**Excerpted text:**
::::::::::
Hanif Kureishi (born 5 December 1954) is a British playwright, screenwriter and novelist.
He is known for his Oscar-nominated screenplay for 1985's My Beautiful Laundrette and the 1990 novel The Buddha of Suburbia.
His father was from a wealthy family based in Madras (now Chennai), whose members moved to Pakistan after the Partition of India in 1947. Rafiushan's father was a colonel and doctor in the British Indian Army. Rafiushan attended the Cathedral School in Bombay (now Mumbai), the same school attended by Salman Rushdie. The family was later close to the Bhuttos. Rafiushan's brother (Hanif's uncle), Omar Kureishi, was a newspaper columnist and manager of the Pakistan cricket team.
Rafiushan travelled to the UK in 1950 to study law, but ran out of money and took a desk job at the Pakistani high commission instead. There he met his wife-to-be, Audrey Buss. He wanted to be a writer but his ambitions were frustrated, with his submissions to publishers turned down.
Hanif Kureishi attended Bromley Technical High School and studied for at Bromley College of Technology. While at this college, he was elected student union president in 1972. Some of the characters from his semi-autobiographical novel The Buddha of Suburbia are drawn from this period.
He spent a year studying philosophy at Lancaster University, then withdrew. He later attended King's College London and earned a degree in philosophy.
::::::::::
**Stored data:**
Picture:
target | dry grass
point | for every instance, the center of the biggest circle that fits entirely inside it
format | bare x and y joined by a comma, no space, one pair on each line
::::::::::
**Written task A:** Using the Kureishi biography, decide whether each statement agrees with it, answering yes or no and quoting the deciding words: (i) Kureishi was elected student union president in 1972; (ii) Kureishi completed a philosophy degree at Lancaster University; (iii) The Buddha of Suburbia came out in 1985.
**Written task B:** Extract from the Kureishi biography everything from "Rafiushan travelled to" down to "degree in philosophy.".
The listing has no connection to the Kureishi biography.

**Exercise output A:**
(i) Yes: "he was elected student union president in 1972"
(ii) No: "He spent a year studying philosophy at Lancaster University, then withdrew."
(iii) No: "the 1990 novel The Buddha of Suburbia"

**Exercise output B:**
Rafiushan travelled to the UK in 1950 to study law, but ran out of money and took a desk job at the Pakistani high commission instead. There he met his wife-to-be, Audrey Buss. He wanted to be a writer but his ambitions were frustrated, with his submissions to publishers turned down.
Hanif Kureishi attended Bromley Technical High School and studied for at Bromley College of Technology. While at this college, he was elected student union president in 1972. Some of the characters from his semi-autobiographical novel The Buddha of Suburbia are drawn from this period.
He spent a year studying philosophy at Lancaster University, then withdrew. He later attended King's College London and earned a degree in philosophy.